[Problem] Examine the data line by line and report how many lines include the word "target", with no additional output.

[Records shown]
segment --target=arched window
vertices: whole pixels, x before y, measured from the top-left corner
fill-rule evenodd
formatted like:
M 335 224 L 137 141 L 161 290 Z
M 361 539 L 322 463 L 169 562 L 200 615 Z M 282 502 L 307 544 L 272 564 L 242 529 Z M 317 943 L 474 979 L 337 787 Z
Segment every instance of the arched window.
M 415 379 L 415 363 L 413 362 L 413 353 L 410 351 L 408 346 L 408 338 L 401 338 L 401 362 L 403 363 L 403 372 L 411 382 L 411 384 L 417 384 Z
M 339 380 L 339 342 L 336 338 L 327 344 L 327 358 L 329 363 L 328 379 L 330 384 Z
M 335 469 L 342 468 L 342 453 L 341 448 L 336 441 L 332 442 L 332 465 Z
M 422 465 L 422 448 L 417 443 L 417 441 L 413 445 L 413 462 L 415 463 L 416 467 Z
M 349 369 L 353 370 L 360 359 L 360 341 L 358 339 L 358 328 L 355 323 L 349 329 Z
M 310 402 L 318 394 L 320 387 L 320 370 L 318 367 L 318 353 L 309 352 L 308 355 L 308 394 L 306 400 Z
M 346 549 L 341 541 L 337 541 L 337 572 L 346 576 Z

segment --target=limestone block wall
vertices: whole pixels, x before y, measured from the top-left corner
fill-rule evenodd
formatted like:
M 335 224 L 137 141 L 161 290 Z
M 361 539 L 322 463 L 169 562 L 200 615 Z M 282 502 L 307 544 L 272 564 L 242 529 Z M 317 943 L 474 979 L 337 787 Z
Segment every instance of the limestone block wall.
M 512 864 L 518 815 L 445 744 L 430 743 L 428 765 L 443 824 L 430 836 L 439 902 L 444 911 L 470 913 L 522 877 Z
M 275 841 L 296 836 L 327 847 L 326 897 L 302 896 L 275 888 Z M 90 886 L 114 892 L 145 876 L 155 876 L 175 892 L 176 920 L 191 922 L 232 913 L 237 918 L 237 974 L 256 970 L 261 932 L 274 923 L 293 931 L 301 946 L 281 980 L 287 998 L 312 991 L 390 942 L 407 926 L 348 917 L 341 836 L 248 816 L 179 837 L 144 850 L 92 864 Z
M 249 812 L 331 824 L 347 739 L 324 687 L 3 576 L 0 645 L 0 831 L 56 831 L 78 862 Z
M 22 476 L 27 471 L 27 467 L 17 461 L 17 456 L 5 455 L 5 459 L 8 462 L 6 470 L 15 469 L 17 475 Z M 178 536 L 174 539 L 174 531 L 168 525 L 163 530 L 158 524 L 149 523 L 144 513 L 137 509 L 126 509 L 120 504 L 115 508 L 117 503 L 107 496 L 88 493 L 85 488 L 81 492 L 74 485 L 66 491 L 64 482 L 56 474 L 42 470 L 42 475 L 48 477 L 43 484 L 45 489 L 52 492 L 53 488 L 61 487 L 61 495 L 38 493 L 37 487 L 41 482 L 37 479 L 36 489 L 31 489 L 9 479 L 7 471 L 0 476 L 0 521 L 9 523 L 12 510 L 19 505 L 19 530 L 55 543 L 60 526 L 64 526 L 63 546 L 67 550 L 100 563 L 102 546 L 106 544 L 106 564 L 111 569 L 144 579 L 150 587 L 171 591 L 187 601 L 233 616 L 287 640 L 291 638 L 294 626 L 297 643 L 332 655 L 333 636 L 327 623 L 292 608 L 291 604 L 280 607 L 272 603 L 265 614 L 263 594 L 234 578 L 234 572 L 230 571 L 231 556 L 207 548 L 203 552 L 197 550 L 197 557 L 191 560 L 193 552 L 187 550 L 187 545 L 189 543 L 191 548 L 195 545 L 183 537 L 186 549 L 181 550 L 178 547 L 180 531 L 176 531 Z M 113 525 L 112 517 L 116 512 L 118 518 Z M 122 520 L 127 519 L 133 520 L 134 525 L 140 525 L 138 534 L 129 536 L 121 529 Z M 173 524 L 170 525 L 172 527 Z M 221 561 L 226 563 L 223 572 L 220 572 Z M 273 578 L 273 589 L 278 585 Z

[Answer below] 2